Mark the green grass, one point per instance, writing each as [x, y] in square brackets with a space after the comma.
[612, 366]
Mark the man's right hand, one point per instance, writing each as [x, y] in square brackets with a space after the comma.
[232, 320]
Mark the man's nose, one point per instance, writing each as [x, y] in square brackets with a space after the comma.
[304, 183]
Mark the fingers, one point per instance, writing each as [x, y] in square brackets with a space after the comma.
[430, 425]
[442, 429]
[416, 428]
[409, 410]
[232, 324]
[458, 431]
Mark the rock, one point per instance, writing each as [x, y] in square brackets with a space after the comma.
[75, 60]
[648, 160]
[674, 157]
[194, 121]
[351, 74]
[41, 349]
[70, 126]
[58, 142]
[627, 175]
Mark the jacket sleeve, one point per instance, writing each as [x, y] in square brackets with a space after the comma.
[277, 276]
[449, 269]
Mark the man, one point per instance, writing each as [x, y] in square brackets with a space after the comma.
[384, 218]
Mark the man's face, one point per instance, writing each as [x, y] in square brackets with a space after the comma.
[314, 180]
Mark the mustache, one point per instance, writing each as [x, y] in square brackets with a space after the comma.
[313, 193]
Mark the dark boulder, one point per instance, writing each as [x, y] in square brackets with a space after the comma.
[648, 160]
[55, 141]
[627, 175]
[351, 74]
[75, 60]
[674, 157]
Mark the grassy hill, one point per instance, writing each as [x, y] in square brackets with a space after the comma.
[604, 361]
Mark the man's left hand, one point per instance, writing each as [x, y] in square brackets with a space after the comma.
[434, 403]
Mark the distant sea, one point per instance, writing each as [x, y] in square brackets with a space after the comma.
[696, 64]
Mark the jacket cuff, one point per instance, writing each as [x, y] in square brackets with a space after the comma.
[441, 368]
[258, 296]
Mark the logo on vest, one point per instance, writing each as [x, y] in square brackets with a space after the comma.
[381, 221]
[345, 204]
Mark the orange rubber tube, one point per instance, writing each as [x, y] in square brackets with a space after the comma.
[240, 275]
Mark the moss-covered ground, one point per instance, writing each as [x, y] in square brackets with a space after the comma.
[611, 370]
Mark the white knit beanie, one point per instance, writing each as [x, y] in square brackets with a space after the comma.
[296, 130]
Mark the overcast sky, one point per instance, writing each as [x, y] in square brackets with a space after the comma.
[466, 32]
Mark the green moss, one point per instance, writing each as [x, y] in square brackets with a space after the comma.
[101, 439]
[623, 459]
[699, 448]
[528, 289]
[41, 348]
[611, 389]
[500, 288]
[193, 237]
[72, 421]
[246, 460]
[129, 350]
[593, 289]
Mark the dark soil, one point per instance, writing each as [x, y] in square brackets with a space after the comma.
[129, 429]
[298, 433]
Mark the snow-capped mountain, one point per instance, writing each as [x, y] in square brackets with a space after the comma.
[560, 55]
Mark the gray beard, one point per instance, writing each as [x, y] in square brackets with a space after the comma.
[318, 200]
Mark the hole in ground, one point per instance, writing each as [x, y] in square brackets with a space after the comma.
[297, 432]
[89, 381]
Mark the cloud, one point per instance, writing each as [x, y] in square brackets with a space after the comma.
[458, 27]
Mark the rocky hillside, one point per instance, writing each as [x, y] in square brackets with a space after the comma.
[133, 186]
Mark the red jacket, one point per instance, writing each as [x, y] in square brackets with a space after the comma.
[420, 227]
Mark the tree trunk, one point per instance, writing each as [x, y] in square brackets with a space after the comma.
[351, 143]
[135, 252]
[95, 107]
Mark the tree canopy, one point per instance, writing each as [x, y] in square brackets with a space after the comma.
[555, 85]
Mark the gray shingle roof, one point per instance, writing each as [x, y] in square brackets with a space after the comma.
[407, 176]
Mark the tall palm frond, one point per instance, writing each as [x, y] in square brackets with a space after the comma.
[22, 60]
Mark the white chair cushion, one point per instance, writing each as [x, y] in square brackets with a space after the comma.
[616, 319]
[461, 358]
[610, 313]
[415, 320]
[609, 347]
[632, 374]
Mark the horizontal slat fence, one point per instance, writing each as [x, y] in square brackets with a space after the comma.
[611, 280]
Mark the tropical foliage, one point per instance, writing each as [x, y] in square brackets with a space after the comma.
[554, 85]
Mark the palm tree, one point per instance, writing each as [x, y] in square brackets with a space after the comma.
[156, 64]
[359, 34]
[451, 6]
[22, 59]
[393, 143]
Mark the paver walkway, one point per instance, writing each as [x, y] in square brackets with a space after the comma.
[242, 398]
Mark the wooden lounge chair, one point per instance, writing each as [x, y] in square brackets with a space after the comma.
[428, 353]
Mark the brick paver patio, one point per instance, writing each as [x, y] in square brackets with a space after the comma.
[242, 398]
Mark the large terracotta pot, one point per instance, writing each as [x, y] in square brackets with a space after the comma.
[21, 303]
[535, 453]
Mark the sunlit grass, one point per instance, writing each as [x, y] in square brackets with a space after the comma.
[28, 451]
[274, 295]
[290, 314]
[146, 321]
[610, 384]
##########
*Your objective*: Your answer should consist of every record, restated exactly.

*Written response*:
Mark the green grass, one point per instance, writing each as [x, y] in square brackets with a space after the comma.
[612, 366]
Mark the man's right hand, one point per instance, writing each as [x, y] in square brackets with a space after the comma.
[232, 320]
Mark the man's nose, one point per instance, writing each as [x, y] in square brackets with a space after the comma.
[304, 183]
Mark the fingers, one point per instance, writing each as [x, y] in square brackets with a space after the comma.
[430, 425]
[442, 429]
[416, 428]
[409, 410]
[232, 324]
[458, 431]
Mark the rock, one point per instance, writing each as [x, y] in square brackets with a space after the comma.
[75, 60]
[648, 160]
[674, 157]
[194, 121]
[351, 74]
[41, 349]
[70, 126]
[58, 142]
[627, 175]
Mark the jacket sleeve, one point per instance, writing each as [x, y] in square brackets with a space after the comma.
[277, 276]
[449, 269]
Mark the man, one point per instance, writing each as [x, y] in square brackets with a space after the comma.
[384, 218]
Mark the man's face, one point per instance, writing each as [x, y] in square brackets with a space after the comma.
[314, 180]
Mark the mustache, one point per instance, writing each as [x, y] in square brackets with a space after the comma.
[313, 193]
Mark the dark boulder, one point per instance, writing each as [x, y] in square brackets with a space after the comma.
[648, 160]
[55, 141]
[627, 175]
[351, 74]
[75, 60]
[674, 157]
Mark the grassy hill, one point per instance, writing each as [x, y] in square brackets with a space after the comma.
[604, 361]
Mark the man's left hand, one point per instance, writing each as [x, y] in square brackets with a space after the comma.
[434, 403]
Mark the distant sea, one point per instance, writing each as [x, y] in square brackets with a space after the comma.
[696, 64]
Mark the jacket cuff, one point per instance, writing each as [x, y] in square brackets with a space after the comma.
[441, 368]
[258, 296]
Mark the logo on vest, one point per instance, writing each as [x, y] in square brackets with a space after the comma.
[381, 221]
[345, 204]
Mark the orange rubber tube, one point per instance, writing each as [x, y] in square brackets with a space after the comma.
[240, 275]
Mark the moss-covered ground, one point per instance, writing each as [x, y] in square brackets with a space after the comma.
[611, 370]
Mark the white knit beanie, one point per instance, writing each as [x, y] in square brackets with a space after the comma.
[296, 130]
Mark the overcast sky, one point per instance, writing each as [x, y] in square brackets with a space after the comma.
[466, 32]
Mark the green moss, one point per instance, writing each as [x, y] in square brackets with a space after the comma.
[101, 439]
[623, 459]
[699, 448]
[528, 289]
[41, 348]
[611, 389]
[500, 288]
[193, 237]
[72, 421]
[246, 460]
[129, 350]
[593, 289]
Mark the dark soil, one point per instance, writing each as [x, y] in square brackets with a space after the comma.
[129, 429]
[298, 433]
Mark the snow-capped mountain, one point per instance, writing each as [x, y] in square brackets with a space after the comma.
[560, 55]
Mark the gray beard, one point per instance, writing each as [x, y] in square brackets with a space after the comma.
[318, 200]
Mark the hole in ground, one point per instance, writing each as [x, y] in square brackets with a space after the comma.
[297, 432]
[89, 381]
Mark the cloud, one point per instance, writing each as [x, y] in square brackets with a space after the comma.
[458, 27]
Mark the rocky hillside, one point per instance, writing each as [x, y] in square brackets with a space after the comma.
[133, 186]
Mark the red jacket, one point per instance, writing each as [x, y] in square brackets with a space after the comma.
[420, 227]
Mark the tree trunk, one point per instance, writing each as [x, y] in square brackets with a space after the comma.
[351, 143]
[135, 252]
[95, 107]
Mark the tree canopy, one point per instance, writing each as [x, y] in square brackets with a space after the comma.
[555, 85]
Mark the gray shingle roof, one point per instance, writing each as [x, y] in square brackets with a space after the comma.
[407, 176]
Mark the tall palm frond, one point per instance, writing each as [x, y] in square brackets with a space after the comma.
[22, 60]
Mark the white chair cushion, one point per instance, writing each as [x, y] in square brackets with a space after the comma.
[616, 319]
[461, 358]
[610, 313]
[415, 320]
[609, 347]
[632, 374]
Mark the horizontal slat fence, one point per instance, writing each as [x, y] in square brackets with a space after the comma.
[611, 280]
Mark the tropical foliage, one point per instance, writing each as [x, y] in square brackets with a space after the comma.
[554, 85]
Mark the palm tree, one point per instance, writing each as [x, y] in square brackets with a space after the comma.
[156, 64]
[359, 34]
[451, 6]
[22, 59]
[393, 143]
Mark the paver walkway, one point per instance, writing each as [x, y] in square brackets with a space after the comma.
[242, 398]
Mark the wooden lounge chair, one point per instance, writing each as [x, y] in square brackets with a space after the comma.
[428, 353]
Mark the brick paver patio, one point per instance, writing each as [x, y] in square brackets with a space after the comma.
[242, 398]
Mark the large terracotta pot, one point per instance, writing each as [x, y] in square brackets with a space after the comma.
[21, 303]
[535, 453]
Mark the sunlit grass, one point per instance, writing each as [x, y] in square brackets with a space after the comma.
[28, 451]
[274, 295]
[290, 314]
[146, 321]
[610, 384]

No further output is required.